Tasks and exercises
1) From the postscripts excerpt, list every script name that appears in the sample output of the lsdef command.
2) Gather each line of the records that contains the string "positive". Case counts.

Extract provided
──────

Adding your own postscripts

To add your own script, place it in /install/postscripts on the management node. Make sure it is executable and world readable. Then add it to the postscripts table for the group of nodes you want it to be run on (or the all group if you want it run on all nodes).

To check what scripts will be run on your node during installation:

lsdef node1 | grep scripts
postbootscripts=otherpkgs
postscripts=syslog,remoteshell,syncfiles

You can pass parameters to the postscripts. For example:

script1 p1 p2,script2,....

p1 p2 are the parameters to script1.

──────

Record set
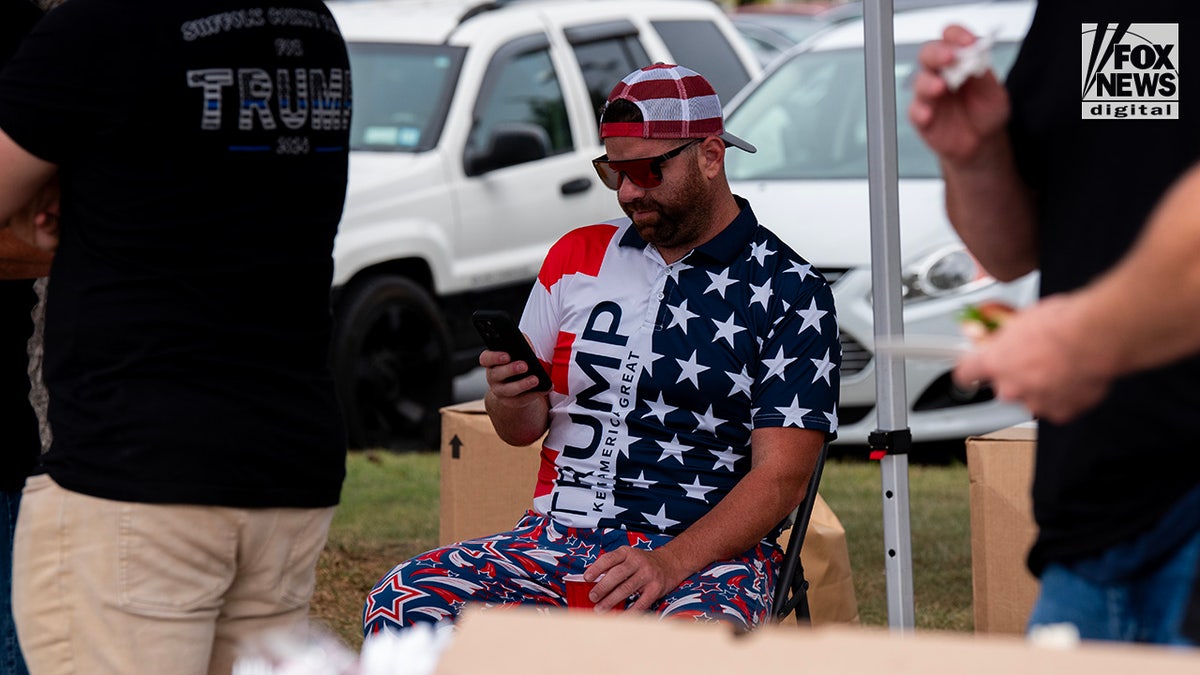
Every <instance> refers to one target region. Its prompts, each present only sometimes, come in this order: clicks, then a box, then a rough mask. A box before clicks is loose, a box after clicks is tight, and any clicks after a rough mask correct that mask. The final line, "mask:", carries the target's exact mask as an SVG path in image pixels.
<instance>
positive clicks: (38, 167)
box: [0, 129, 56, 244]
mask: <svg viewBox="0 0 1200 675" xmlns="http://www.w3.org/2000/svg"><path fill="white" fill-rule="evenodd" d="M55 171H56V167H55V166H54V165H52V163H50V162H47V161H46V160H41V159H38V157H37V156H35V155H32V154H30V153H29V151H26V150H25V149H24V148H22V147H20V145H18V144H17V142H16V141H13V139H12V138H10V137H8V135H7V133H5V132H4V130H2V129H0V229H4V228H7V227H12V228H13V232H14V234H17V235H18V237H20V238H22V239H25V240H26V241H29V243H30V244H35V235H34V227H32V222H31V221H30V222H29V223H28V226H25V225H24V221H22V220H20V219H18V220H17V221H12V220H11V219H12V216H14V215H17V214H18V213H19V211H20V210H22V209H23V208H24V207H25V205H26V204H29V203H30V202H32V201H34V198H35V197H36V196H37V192H38V190H41V189H42V186H43V185H46V184H47V183H49V181H50V179H53V178H54V173H55Z"/></svg>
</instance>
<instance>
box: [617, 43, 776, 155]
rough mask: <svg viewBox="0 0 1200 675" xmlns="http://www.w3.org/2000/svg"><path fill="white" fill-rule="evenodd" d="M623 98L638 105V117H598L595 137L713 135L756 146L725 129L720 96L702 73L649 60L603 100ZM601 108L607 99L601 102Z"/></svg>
mask: <svg viewBox="0 0 1200 675" xmlns="http://www.w3.org/2000/svg"><path fill="white" fill-rule="evenodd" d="M618 98H623V100H625V101H629V102H630V103H634V104H635V106H637V108H638V109H640V110H642V121H613V123H606V121H604V114H602V113H601V115H600V139H601V141H602V139H605V138H612V137H614V136H626V137H628V136H631V137H635V138H707V137H709V136H719V137H720V138H721V141H725V144H726V145H733V147H734V148H740V149H743V150H745V151H746V153H754V151H756V148H755V147H754V145H751V144H750V143H748V142H745V141H743V139H742V138H738V137H737V136H733V135H732V133H730V132H727V131H725V120H724V117H722V113H721V100H720V98H718V97H716V91H714V90H713V85H712V84H709V83H708V80H707V79H704V76H702V74H700V73H698V72H696V71H694V70H689V68H685V67H683V66H677V65H674V64H654V65H653V66H646V67H644V68H640V70H636V71H634V72H631V73H629V74H628V76H625V78H624V79H622V80H620V82H619V83H617V86H613V88H612V91H611V92H610V94H608V103H612V102H613V101H616V100H618ZM605 107H606V108H607V104H606V106H605Z"/></svg>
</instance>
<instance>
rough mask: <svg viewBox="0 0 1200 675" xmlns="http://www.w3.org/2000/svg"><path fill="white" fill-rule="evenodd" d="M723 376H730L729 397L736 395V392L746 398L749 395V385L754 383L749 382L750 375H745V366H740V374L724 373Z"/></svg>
mask: <svg viewBox="0 0 1200 675" xmlns="http://www.w3.org/2000/svg"><path fill="white" fill-rule="evenodd" d="M725 375H727V376H730V380H732V381H733V388H732V389H730V395H731V396H733V395H736V394H737V393H738V392H743V393H745V395H746V396H749V395H750V384H752V383H754V380H751V378H750V375H749V374H746V366H742V372H730V371H725Z"/></svg>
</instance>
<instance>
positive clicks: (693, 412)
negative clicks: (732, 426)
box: [691, 406, 725, 434]
mask: <svg viewBox="0 0 1200 675" xmlns="http://www.w3.org/2000/svg"><path fill="white" fill-rule="evenodd" d="M691 414H694V416H695V417H696V429H698V430H701V431H708V432H709V434H716V428H718V426H720V425H721V424H722V423H724V422H725V420H724V419H720V418H718V417H715V416H714V414H713V406H708V410H707V411H704V414H703V416H701V414H697V413H696V412H695V411H694V412H692V413H691Z"/></svg>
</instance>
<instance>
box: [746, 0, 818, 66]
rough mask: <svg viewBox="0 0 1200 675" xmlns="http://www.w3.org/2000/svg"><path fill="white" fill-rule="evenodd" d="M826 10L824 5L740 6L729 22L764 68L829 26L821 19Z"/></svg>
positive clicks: (806, 2)
mask: <svg viewBox="0 0 1200 675" xmlns="http://www.w3.org/2000/svg"><path fill="white" fill-rule="evenodd" d="M829 7H830V6H829V5H828V4H824V2H769V4H758V5H740V6H738V7H737V8H736V10H734V11H733V12H732V13H731V14H730V19H731V20H732V22H733V28H736V29H738V32H739V34H740V35H742V38H743V40H745V42H746V46H749V47H750V49H751V50H752V52H754V53H755V55H756V56H757V58H758V62H760V64H762V65H763V66H766V65H768V64H769V62H770V61H773V60H775V59H776V58H779V56H780V55H781V54H782V53H784V52H787V50H788V49H791V48H792V47H796V46H797V44H799V43H800V42H803V41H804V40H806V38H808V37H810V36H812V35H814V34H816V32H817V31H820V30H821V29H823V28H826V26H828V25H830V24H829V22H828V20H826V19H824V18H822V12H824V11H827V10H828V8H829Z"/></svg>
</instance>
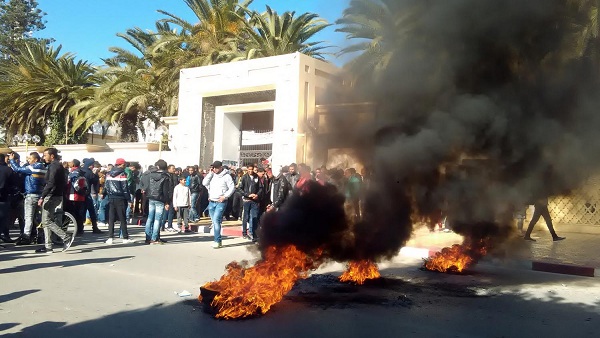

──────

Responses by item number
1)
otherpkgs
syslog
remoteshell
syncfiles

2)
positive clicks: (38, 167)
positive clicks: (693, 412)
positive clicks: (806, 2)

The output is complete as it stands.